> _Document section_:
+===+

Updated June 2026 · Originally published March 25, 2026
A 340-bed US hospital got an OCR (Office for Civil Rights) audit that flagged 17 PHI exposure risks across five AI tools, two of which were sending patient data to public model endpoints with no BAA in place. Our team rebuilt the entire stack as HIPAA-compliant AI on AWS Bedrock: a signed BAA, PHI scrubbing at every tool boundary, VPC PrivateLink, and CloudWatch logs feeding their SIEM. Eleven weeks from kickoff to go-live. Zero findings on the OCR re-review, and $1.2M in annual savings on the workflows that moved.
- ✓ Amazon Bedrock is HIPAA-eligible and covered by the standard AWS BAA, accepted in AWS Artifact. Eligibility alone does not make you compliant.
- ✓ Boundary PHI scrubbing closed 14 of the 17 audit findings. The remaining 3 were policy and retention gaps.
- ✓ The model never sees raw PHI. Tokenization replaces every identifier with a stable token before any Bedrock call.
- ✓ Physician adoption went from 41% on the legacy tools to 89%, driven mostly by latency dropping from 4.1s to 380ms.
This is one engagement, anonymized under NDA, written up with the CIO's permission. HIPAA-compliant AI on AWS is an architecture decision, not a checkbox you buy with a service name. We have shipped 8 healthcare AI rebuilds on AWS Bedrock with signed BAAs since 2024, and the same gaps show up every time: PHI leaking at tool boundaries, no audit trail, and three vendors each with their own definition of compliant. Here is exactly what we found, what we built, and what the numbers looked like after six months in production.

+===+

> _Material shown_:
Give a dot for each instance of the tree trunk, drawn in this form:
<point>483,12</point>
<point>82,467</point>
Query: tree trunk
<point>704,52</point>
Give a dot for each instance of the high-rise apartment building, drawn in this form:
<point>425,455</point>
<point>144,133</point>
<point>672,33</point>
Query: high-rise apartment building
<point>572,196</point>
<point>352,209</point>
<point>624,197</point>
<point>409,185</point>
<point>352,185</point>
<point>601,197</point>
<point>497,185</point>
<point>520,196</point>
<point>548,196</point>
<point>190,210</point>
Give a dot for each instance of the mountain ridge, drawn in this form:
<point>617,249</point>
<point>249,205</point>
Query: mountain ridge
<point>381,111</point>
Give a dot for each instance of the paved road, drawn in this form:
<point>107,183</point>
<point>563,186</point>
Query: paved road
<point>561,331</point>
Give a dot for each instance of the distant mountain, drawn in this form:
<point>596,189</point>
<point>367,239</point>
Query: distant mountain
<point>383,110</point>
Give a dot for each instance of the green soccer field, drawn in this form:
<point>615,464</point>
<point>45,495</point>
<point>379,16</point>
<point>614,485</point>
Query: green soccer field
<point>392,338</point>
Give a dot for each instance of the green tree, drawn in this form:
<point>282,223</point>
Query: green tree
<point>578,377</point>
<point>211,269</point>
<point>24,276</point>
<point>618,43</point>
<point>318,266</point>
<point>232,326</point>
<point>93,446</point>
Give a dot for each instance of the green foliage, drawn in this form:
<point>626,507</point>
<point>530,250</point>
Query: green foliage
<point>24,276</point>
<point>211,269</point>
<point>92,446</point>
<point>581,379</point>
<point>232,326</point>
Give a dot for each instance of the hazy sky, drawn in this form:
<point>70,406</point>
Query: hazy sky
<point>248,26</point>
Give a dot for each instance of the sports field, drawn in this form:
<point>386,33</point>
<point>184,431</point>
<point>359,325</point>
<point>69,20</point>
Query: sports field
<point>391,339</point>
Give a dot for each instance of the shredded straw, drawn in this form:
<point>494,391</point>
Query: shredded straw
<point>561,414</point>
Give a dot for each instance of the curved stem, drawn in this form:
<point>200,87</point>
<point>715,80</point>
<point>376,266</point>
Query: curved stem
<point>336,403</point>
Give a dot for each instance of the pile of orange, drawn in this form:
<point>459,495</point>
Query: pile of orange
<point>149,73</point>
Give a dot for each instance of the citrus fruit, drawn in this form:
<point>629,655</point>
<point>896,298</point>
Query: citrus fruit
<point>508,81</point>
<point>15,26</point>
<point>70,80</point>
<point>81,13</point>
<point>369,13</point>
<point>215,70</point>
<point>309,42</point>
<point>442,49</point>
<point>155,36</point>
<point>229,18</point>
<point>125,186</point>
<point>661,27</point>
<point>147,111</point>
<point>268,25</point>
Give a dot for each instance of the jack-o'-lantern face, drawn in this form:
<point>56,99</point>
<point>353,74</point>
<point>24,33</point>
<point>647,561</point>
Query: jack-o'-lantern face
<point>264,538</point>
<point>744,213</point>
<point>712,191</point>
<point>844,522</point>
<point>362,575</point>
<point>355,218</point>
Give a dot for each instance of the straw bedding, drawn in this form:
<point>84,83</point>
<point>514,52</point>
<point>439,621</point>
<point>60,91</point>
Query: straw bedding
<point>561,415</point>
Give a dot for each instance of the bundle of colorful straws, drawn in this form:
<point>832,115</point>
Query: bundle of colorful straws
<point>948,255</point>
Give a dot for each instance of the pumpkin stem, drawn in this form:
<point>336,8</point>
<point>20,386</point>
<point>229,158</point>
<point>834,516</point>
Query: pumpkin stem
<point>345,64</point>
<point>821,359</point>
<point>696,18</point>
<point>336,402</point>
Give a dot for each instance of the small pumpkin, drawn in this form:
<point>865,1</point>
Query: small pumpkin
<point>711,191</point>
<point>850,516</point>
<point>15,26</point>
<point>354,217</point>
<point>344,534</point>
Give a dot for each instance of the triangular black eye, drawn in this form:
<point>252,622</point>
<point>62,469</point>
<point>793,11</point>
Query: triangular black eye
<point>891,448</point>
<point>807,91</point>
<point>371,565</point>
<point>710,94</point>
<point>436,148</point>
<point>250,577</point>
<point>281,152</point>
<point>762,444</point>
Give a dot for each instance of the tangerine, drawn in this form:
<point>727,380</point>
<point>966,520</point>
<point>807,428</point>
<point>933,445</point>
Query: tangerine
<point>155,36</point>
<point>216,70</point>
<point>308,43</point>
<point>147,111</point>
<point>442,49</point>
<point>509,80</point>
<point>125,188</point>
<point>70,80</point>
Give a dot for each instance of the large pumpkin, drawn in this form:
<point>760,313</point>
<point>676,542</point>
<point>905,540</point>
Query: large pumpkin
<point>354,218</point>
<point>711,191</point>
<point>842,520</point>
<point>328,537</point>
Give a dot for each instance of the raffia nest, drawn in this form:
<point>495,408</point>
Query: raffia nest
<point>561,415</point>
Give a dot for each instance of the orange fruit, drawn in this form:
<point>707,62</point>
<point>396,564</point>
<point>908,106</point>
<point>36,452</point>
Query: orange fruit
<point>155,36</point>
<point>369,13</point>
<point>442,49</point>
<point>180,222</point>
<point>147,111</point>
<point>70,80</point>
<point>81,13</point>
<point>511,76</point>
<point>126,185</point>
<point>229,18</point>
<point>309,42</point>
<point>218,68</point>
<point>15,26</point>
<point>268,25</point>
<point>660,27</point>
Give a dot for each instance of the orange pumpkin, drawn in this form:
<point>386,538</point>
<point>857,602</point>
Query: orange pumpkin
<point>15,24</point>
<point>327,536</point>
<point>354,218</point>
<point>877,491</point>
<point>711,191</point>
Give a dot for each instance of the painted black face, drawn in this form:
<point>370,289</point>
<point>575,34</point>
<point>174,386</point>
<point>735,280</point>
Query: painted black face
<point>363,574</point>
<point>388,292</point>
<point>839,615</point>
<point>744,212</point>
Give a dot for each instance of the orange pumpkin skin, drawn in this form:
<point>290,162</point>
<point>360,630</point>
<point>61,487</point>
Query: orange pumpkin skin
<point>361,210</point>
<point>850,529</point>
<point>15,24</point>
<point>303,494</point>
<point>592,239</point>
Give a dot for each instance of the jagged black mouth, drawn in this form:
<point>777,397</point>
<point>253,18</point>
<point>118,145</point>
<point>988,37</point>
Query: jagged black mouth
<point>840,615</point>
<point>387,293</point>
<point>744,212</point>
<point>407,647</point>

+===+

> _What you should do_: Set down the part of the HIPAA-compliant AI case study above the records, everything from "- ✓ Amazon Bedrock" down to "4.1s to 380ms.", word for word.

> _Result of the task_:
- ✓ Amazon Bedrock is HIPAA-eligible and covered by the standard AWS BAA, accepted in AWS Artifact. Eligibility alone does not make you compliant.
- ✓ Boundary PHI scrubbing closed 14 of the 17 audit findings. The remaining 3 were policy and retention gaps.
- ✓ The model never sees raw PHI. Tokenization replaces every identifier with a stable token before any Bedrock call.
- ✓ Physician adoption went from 41% on the legacy tools to 89%, driven mostly by latency dropping from 4.1s to 380ms.